Text provided:
--- START ---
You'll also want to have a tool that can read a drives SMART values (A drives own self test feature) like Crystaldiskinfo (altho the vendor tools are preferable because SMART values aren't standardised across the industry and can mean different things for different hard drives).

 

Another absolutely vital one would be Memtest86 - you put it on a bootable CD or USB-stick and that'll thoroughly check your system for RAM errors. Let it run over night and having 8 passes should be good enough to determine if your RAM is good or not.

 

For GPUs you have furmark or MSI kombustor which will scan for artifacts which can stem from too highly overclocked memory.

To check if your CPU is healthy (or if your overclock is stable) you can use tools like Intel Burn test or Realbench (which will also test your GPU) but to really figure out if your overclocks (on your CPU and GPU) are stable you should just play a few games for more than an hour while measuring GPU and CPU temps with something like HWiNFO64. If your PC doesn't overheat, bluescreen and/or non of your games crash when you play them for 2-3hrs, you're golden.
--- END ---
Work task 1: List every software tool that the advice on testing PC hardware names.
Work task 2: Continue the advice on testing PC hardware from its last sentence.

Stored data:
--- START ---
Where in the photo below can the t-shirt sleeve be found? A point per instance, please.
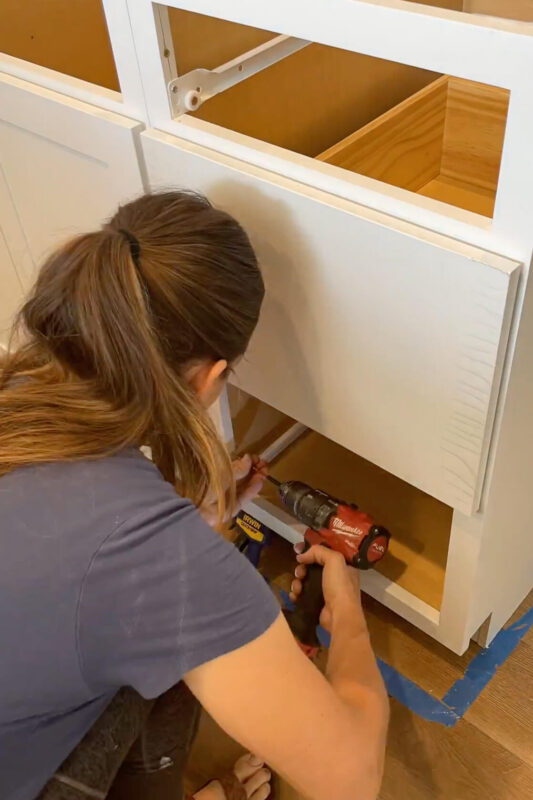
(163, 594)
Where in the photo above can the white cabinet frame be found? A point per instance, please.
(129, 101)
(484, 49)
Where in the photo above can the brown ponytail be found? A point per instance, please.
(115, 318)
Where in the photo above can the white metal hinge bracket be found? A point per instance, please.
(188, 92)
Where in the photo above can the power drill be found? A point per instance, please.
(335, 524)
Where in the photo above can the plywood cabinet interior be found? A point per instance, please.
(419, 524)
(385, 179)
(445, 142)
(70, 37)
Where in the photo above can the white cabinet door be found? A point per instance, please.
(11, 292)
(66, 165)
(382, 336)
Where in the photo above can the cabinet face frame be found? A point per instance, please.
(128, 101)
(498, 52)
(458, 618)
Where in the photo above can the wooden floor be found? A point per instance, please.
(487, 755)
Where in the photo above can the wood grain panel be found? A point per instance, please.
(419, 524)
(473, 136)
(69, 36)
(304, 103)
(460, 194)
(445, 142)
(208, 42)
(510, 9)
(402, 147)
(454, 5)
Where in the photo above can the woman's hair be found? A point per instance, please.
(114, 320)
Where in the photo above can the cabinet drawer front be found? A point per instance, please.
(382, 336)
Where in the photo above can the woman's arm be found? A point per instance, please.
(325, 736)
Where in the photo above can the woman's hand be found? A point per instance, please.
(249, 473)
(340, 583)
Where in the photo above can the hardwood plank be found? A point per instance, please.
(425, 760)
(504, 710)
(524, 606)
(411, 652)
(402, 147)
(461, 194)
(476, 116)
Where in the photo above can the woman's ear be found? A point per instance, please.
(206, 378)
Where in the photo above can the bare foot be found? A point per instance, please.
(252, 774)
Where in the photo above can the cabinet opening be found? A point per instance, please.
(420, 525)
(434, 135)
(71, 38)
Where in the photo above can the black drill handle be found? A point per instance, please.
(307, 609)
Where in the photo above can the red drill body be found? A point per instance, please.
(335, 524)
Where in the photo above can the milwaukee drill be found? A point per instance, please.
(334, 524)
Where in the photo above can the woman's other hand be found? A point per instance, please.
(340, 583)
(249, 472)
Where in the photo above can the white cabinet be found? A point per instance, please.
(383, 172)
(377, 334)
(379, 155)
(65, 165)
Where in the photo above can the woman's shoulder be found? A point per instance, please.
(85, 501)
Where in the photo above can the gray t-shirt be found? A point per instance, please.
(107, 579)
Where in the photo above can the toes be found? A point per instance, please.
(260, 779)
(246, 766)
(263, 793)
(296, 587)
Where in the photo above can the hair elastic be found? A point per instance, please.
(135, 247)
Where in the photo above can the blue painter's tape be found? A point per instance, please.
(483, 666)
(416, 699)
(464, 691)
(406, 692)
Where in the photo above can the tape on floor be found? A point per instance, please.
(464, 691)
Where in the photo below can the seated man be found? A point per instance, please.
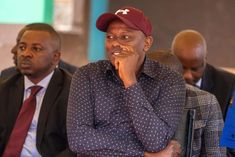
(208, 122)
(33, 102)
(6, 73)
(129, 105)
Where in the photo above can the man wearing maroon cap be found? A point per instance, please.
(128, 105)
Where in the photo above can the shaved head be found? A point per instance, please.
(190, 48)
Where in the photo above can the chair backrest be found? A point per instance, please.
(185, 132)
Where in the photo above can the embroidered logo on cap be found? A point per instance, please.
(122, 11)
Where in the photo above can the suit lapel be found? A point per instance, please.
(16, 93)
(52, 93)
(207, 80)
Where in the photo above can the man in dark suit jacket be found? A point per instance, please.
(220, 83)
(6, 73)
(190, 47)
(38, 54)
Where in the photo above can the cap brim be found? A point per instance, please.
(104, 20)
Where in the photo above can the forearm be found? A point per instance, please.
(153, 129)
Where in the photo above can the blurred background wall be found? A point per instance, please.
(82, 43)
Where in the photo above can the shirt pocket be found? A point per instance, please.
(199, 126)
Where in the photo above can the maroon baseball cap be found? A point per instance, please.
(132, 17)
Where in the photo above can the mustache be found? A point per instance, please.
(25, 61)
(118, 50)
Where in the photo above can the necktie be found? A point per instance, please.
(22, 124)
--- END ---
Task output 1: Crystaldiskinfo, Memtest86, furmark, MSI kombustor, Intel Burn test, Realbench, HWiNFO64

Task output 2:
 

To test the operating system for integrity errors there would be the command

sfc /scannow

again, from the command line with administrative rights.

 

That should be about it. Hope that gives you few pointers.

 

Edit: Right, almost forgot the Windows 10 "reliability monitor" (just type it into the Windows 10 search bar to open it) - it'll show you a list of failures with error codes which you can google for more info. And if you get a lot of bluescreens "Bluescreenview" can be pretty useful to check errorcodes. Checking error codes should actually be the first thing you do - it'll often give you a hint about what might be broken and which of the above mentioned tools might be relevant.